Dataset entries
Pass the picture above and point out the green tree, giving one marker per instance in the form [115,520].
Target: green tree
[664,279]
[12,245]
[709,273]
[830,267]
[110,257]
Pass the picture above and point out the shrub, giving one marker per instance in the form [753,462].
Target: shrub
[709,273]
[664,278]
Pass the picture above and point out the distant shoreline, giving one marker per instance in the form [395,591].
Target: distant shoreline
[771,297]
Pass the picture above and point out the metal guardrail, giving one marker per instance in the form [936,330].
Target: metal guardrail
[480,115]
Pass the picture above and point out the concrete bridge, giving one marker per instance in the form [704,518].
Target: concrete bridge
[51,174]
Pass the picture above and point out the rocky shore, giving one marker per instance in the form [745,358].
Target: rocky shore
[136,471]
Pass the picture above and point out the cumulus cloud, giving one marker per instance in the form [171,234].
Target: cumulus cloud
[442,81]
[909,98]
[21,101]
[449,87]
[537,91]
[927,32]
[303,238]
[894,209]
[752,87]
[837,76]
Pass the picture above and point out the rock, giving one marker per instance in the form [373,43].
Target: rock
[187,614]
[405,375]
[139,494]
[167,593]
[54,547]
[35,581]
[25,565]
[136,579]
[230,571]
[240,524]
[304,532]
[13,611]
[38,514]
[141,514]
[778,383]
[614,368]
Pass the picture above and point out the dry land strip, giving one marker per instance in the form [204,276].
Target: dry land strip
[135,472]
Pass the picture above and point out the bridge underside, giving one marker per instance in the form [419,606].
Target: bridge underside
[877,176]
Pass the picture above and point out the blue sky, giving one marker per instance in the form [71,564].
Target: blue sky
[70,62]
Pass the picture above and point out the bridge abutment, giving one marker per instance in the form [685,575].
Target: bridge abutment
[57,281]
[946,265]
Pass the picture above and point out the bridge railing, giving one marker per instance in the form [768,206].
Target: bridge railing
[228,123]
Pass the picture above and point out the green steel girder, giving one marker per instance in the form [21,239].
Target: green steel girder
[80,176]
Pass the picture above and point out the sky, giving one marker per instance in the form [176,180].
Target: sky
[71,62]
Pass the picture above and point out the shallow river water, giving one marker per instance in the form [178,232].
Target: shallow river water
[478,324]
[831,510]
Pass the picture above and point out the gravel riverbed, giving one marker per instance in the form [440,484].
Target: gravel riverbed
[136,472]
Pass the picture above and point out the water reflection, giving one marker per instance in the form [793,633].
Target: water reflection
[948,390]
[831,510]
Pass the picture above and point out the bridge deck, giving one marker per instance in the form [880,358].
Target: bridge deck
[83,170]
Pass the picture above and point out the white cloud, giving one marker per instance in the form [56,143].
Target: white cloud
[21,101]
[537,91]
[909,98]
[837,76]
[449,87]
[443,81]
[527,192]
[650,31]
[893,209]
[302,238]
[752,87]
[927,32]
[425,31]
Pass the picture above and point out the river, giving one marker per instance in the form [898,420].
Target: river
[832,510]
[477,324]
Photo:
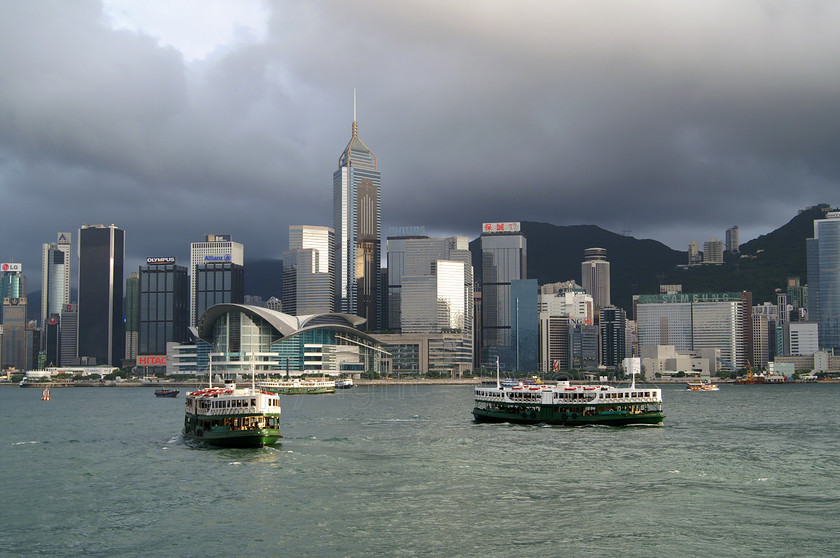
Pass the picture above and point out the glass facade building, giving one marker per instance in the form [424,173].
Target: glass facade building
[823,253]
[309,271]
[218,283]
[55,276]
[101,254]
[163,307]
[357,217]
[503,259]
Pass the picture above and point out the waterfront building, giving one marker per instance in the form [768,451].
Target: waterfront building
[802,338]
[164,307]
[797,294]
[280,344]
[309,271]
[13,317]
[694,256]
[69,335]
[698,321]
[595,275]
[132,315]
[216,248]
[357,216]
[613,336]
[101,334]
[524,325]
[761,341]
[823,253]
[713,251]
[218,283]
[55,276]
[12,282]
[503,259]
[732,242]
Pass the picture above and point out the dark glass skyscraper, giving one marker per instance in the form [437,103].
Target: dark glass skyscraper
[101,254]
[824,279]
[164,305]
[358,223]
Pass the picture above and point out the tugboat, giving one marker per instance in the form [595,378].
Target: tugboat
[565,404]
[232,417]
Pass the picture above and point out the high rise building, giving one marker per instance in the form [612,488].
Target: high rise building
[694,256]
[216,248]
[823,253]
[309,271]
[595,275]
[55,276]
[713,251]
[163,305]
[503,259]
[69,335]
[357,216]
[132,315]
[732,242]
[692,322]
[101,253]
[613,324]
[524,325]
[12,282]
[217,283]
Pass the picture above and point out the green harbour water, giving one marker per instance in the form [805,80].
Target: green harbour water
[404,471]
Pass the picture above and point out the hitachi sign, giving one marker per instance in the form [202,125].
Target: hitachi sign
[225,258]
[151,360]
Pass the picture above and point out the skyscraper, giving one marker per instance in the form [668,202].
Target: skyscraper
[216,248]
[309,271]
[163,305]
[101,253]
[824,279]
[357,216]
[55,276]
[503,259]
[595,276]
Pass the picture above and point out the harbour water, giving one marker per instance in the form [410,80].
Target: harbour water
[404,471]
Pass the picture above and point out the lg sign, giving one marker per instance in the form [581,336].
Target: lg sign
[151,360]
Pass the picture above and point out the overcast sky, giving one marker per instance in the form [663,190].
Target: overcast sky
[672,120]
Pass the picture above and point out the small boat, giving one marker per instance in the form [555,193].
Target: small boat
[703,385]
[344,383]
[568,405]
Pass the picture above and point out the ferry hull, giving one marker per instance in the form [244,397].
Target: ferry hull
[236,439]
[566,418]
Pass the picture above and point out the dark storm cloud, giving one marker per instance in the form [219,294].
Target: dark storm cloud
[673,120]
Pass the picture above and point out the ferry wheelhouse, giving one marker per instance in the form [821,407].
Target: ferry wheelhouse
[570,405]
[232,417]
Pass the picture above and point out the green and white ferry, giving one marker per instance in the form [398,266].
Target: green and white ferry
[569,405]
[232,417]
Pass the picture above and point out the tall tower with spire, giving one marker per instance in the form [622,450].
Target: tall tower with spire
[357,216]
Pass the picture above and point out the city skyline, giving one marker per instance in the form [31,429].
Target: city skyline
[175,124]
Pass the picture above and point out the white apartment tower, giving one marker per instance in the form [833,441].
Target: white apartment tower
[595,275]
[214,248]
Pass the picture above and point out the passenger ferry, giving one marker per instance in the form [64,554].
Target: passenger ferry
[232,417]
[569,405]
[702,385]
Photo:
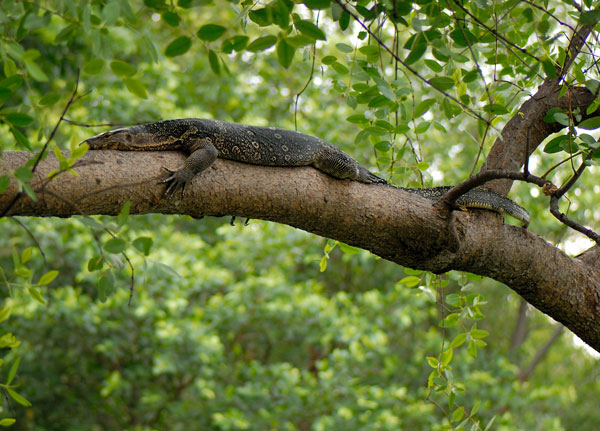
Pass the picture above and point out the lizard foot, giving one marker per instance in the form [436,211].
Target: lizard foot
[178,179]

§ What is being asked: Your answer should consist only of the lines above between the line holding "Target: dry land strip" and the line holding "Pass the picture above and point out the shallow", inclusive, each transcribed exactly.

§ Your solution:
Target: dry land strip
[135,472]
Pass the picture above and point out the bridge underside, giving one marker per instance in the form [419,606].
Target: bridge underside
[877,176]
Pass the picture above and point out the blue sky, giving one marker per instance in the form [71,564].
Target: blue sky
[70,62]
Pass the picture above and point out the bridge abutment, giving one marker per instance in the form [685,575].
Target: bridge abutment
[57,281]
[946,265]
Pass the picture above and point out the bridge railing, giving one marker per instance in the form [768,206].
Target: bridge railing
[228,123]
Pass the picture above and point out the green steel girder, giving one marker per instance in the form [21,239].
Target: green steel girder
[80,176]
Pass the picture above and point out the sky, giving one marker per instance in the form [176,180].
Target: sky
[71,62]
Pass the picture above and point out the shallow river water, giving one marker per instance in the form [178,232].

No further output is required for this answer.